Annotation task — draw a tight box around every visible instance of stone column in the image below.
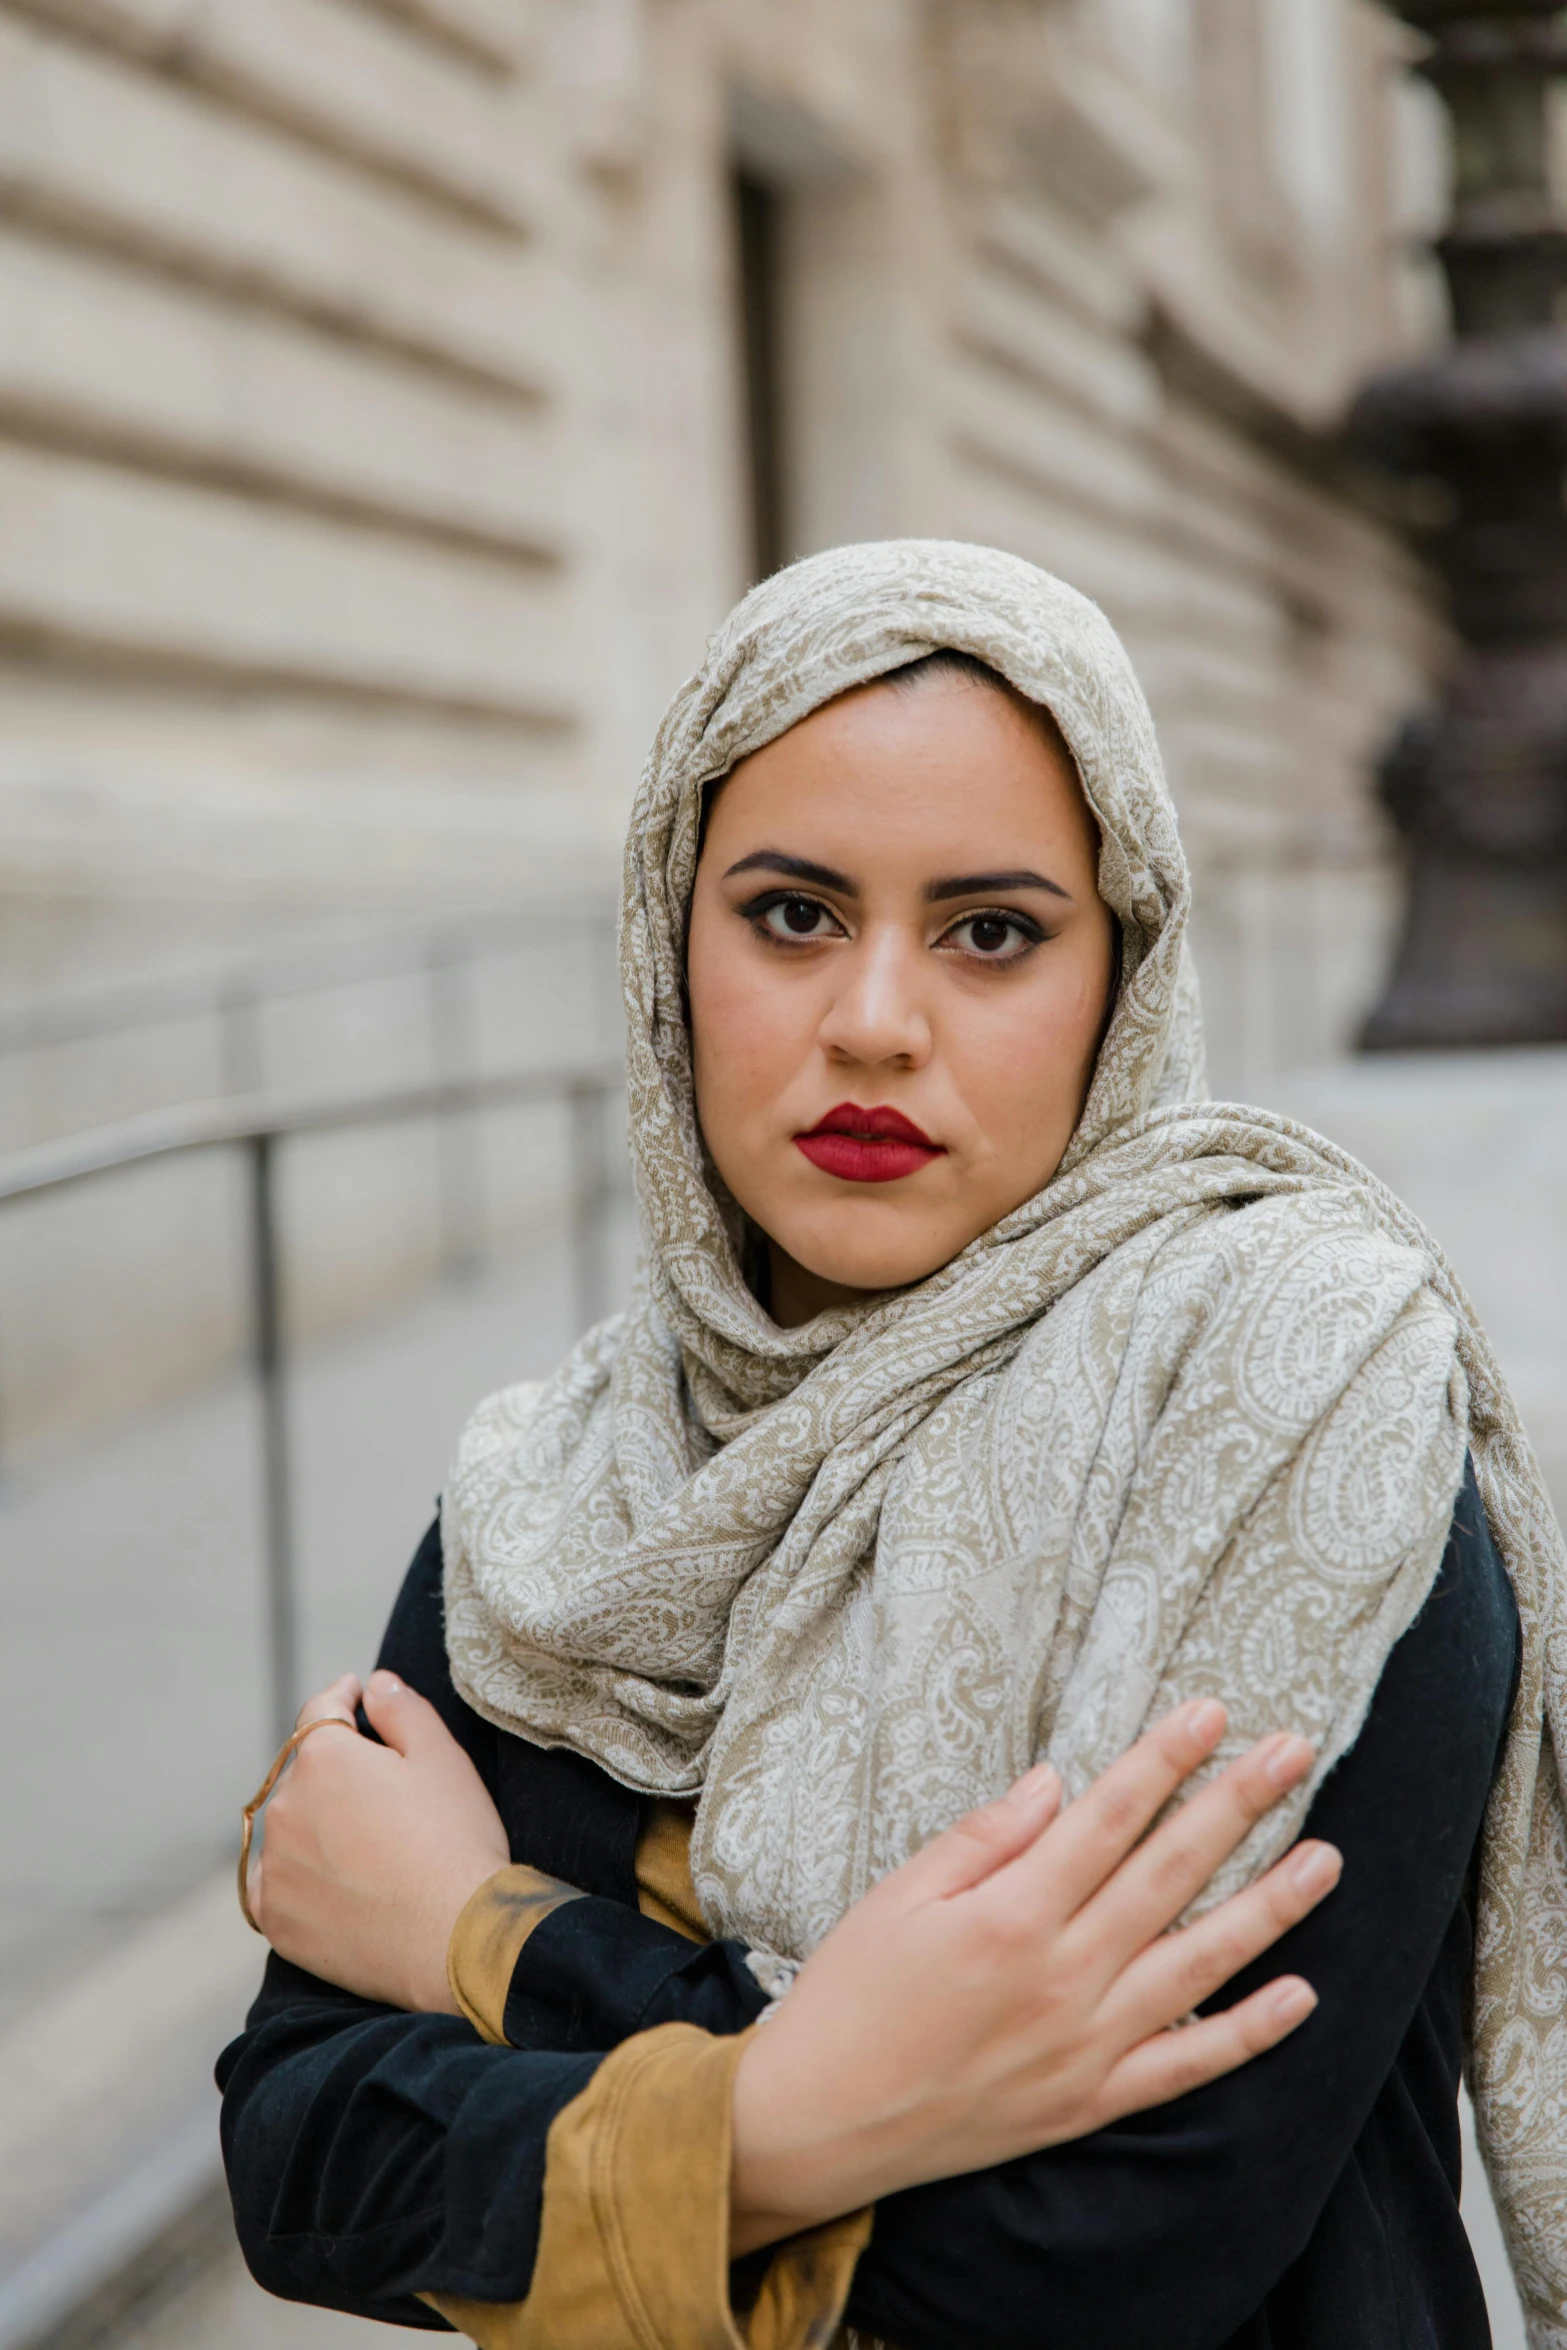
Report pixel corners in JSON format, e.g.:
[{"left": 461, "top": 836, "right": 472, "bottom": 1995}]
[{"left": 1351, "top": 0, "right": 1567, "bottom": 1047}]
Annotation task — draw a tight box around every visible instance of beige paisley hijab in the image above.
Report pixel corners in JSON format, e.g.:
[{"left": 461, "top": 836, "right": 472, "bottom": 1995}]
[{"left": 445, "top": 541, "right": 1567, "bottom": 2341}]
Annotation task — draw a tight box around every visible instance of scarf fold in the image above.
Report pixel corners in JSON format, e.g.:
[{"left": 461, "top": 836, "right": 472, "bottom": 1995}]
[{"left": 442, "top": 541, "right": 1567, "bottom": 2343}]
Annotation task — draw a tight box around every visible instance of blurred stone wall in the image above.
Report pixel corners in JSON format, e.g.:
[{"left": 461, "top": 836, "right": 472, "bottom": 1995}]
[
  {"left": 0, "top": 0, "right": 1448, "bottom": 1007},
  {"left": 0, "top": 0, "right": 1453, "bottom": 1448}
]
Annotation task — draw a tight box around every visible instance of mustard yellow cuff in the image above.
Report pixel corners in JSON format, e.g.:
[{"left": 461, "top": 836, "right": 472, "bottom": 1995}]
[
  {"left": 744, "top": 2203, "right": 874, "bottom": 2350},
  {"left": 446, "top": 1864, "right": 585, "bottom": 2047},
  {"left": 426, "top": 2021, "right": 873, "bottom": 2349}
]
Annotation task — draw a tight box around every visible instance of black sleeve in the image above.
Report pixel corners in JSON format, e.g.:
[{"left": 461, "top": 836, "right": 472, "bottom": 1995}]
[
  {"left": 217, "top": 1513, "right": 602, "bottom": 2327},
  {"left": 843, "top": 1460, "right": 1520, "bottom": 2350},
  {"left": 219, "top": 1935, "right": 764, "bottom": 2327},
  {"left": 218, "top": 1517, "right": 763, "bottom": 2326},
  {"left": 218, "top": 1972, "right": 597, "bottom": 2326}
]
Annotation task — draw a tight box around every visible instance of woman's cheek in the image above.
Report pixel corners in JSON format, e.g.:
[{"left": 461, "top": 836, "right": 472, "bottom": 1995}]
[
  {"left": 725, "top": 986, "right": 804, "bottom": 1133},
  {"left": 694, "top": 987, "right": 801, "bottom": 1203},
  {"left": 952, "top": 991, "right": 1094, "bottom": 1196},
  {"left": 965, "top": 988, "right": 1078, "bottom": 1112}
]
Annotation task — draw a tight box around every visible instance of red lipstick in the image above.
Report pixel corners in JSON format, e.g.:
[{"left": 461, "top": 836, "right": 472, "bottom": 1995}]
[{"left": 794, "top": 1102, "right": 945, "bottom": 1184}]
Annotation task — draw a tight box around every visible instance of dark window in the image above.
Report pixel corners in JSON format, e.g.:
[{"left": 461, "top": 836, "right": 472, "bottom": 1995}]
[{"left": 733, "top": 166, "right": 785, "bottom": 583}]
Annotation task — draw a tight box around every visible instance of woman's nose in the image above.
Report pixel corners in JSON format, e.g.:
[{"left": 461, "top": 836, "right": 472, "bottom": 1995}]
[{"left": 817, "top": 932, "right": 933, "bottom": 1067}]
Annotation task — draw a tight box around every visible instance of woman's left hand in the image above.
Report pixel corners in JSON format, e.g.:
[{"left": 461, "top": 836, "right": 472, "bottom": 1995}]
[{"left": 248, "top": 1670, "right": 511, "bottom": 2013}]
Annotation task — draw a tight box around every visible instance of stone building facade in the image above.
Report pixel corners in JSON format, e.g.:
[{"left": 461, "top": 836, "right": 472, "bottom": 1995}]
[
  {"left": 0, "top": 0, "right": 1453, "bottom": 1445},
  {"left": 0, "top": 0, "right": 1446, "bottom": 1049}
]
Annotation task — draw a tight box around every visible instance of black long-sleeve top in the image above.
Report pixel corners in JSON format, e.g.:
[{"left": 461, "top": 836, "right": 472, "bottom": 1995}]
[{"left": 218, "top": 1459, "right": 1519, "bottom": 2350}]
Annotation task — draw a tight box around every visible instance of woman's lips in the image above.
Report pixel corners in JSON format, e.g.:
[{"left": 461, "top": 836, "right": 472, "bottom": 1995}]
[{"left": 794, "top": 1102, "right": 946, "bottom": 1185}]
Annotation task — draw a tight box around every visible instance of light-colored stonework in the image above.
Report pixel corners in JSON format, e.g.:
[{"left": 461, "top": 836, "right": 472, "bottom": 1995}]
[
  {"left": 0, "top": 0, "right": 1444, "bottom": 1028},
  {"left": 0, "top": 0, "right": 1457, "bottom": 1448}
]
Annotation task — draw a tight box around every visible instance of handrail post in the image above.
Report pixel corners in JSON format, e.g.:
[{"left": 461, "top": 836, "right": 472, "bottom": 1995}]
[
  {"left": 569, "top": 1083, "right": 609, "bottom": 1336},
  {"left": 429, "top": 937, "right": 484, "bottom": 1281},
  {"left": 248, "top": 1132, "right": 297, "bottom": 1748}
]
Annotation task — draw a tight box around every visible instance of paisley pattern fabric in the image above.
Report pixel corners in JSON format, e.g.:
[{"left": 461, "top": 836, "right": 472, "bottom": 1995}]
[{"left": 442, "top": 541, "right": 1567, "bottom": 2344}]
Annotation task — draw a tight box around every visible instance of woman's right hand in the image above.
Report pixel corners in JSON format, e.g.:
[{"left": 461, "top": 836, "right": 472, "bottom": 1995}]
[{"left": 730, "top": 1699, "right": 1339, "bottom": 2253}]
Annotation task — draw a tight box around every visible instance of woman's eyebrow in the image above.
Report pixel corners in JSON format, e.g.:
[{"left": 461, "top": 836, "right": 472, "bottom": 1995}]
[
  {"left": 926, "top": 869, "right": 1073, "bottom": 903},
  {"left": 722, "top": 850, "right": 857, "bottom": 892},
  {"left": 721, "top": 852, "right": 1072, "bottom": 904}
]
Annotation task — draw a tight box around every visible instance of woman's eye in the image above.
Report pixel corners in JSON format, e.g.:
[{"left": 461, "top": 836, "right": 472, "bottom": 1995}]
[
  {"left": 945, "top": 912, "right": 1041, "bottom": 960},
  {"left": 757, "top": 895, "right": 839, "bottom": 941}
]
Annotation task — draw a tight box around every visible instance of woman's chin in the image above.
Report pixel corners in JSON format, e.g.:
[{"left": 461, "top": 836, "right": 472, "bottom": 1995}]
[{"left": 777, "top": 1229, "right": 967, "bottom": 1302}]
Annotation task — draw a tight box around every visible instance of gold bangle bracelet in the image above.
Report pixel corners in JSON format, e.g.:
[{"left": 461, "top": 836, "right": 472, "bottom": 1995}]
[{"left": 237, "top": 1714, "right": 358, "bottom": 1935}]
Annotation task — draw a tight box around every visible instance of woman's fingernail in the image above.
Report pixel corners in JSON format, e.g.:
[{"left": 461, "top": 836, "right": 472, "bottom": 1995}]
[
  {"left": 1186, "top": 1698, "right": 1226, "bottom": 1746},
  {"left": 1008, "top": 1760, "right": 1060, "bottom": 1809},
  {"left": 1290, "top": 1842, "right": 1342, "bottom": 1898},
  {"left": 368, "top": 1670, "right": 402, "bottom": 1696},
  {"left": 1272, "top": 1978, "right": 1317, "bottom": 2025},
  {"left": 1264, "top": 1733, "right": 1315, "bottom": 1787}
]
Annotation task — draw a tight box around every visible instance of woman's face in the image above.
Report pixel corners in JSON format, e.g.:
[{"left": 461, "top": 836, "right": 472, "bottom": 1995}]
[{"left": 687, "top": 668, "right": 1117, "bottom": 1326}]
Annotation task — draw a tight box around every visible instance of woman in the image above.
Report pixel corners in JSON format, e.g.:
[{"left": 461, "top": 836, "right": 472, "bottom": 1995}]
[{"left": 221, "top": 542, "right": 1562, "bottom": 2348}]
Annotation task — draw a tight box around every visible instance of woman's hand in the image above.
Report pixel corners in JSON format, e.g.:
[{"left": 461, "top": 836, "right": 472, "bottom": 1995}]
[
  {"left": 731, "top": 1699, "right": 1339, "bottom": 2252},
  {"left": 248, "top": 1671, "right": 510, "bottom": 2014}
]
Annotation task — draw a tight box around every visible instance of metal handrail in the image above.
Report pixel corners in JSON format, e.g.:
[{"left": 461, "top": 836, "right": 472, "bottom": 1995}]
[{"left": 0, "top": 1063, "right": 625, "bottom": 1747}]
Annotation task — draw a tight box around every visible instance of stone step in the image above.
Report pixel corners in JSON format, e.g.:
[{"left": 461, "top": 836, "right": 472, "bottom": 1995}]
[{"left": 0, "top": 1874, "right": 255, "bottom": 2350}]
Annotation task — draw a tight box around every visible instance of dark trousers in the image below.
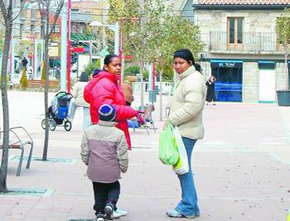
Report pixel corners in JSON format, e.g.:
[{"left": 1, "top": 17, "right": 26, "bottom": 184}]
[{"left": 92, "top": 181, "right": 120, "bottom": 215}]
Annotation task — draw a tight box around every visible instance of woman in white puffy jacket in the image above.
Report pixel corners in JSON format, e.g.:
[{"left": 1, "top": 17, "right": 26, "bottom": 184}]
[
  {"left": 67, "top": 72, "right": 91, "bottom": 130},
  {"left": 166, "top": 49, "right": 206, "bottom": 219}
]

REQUIREMENT => In the records above, tally the lines where the word "below" appears, and give the number and nothing else.

TASK RESPONSE => 2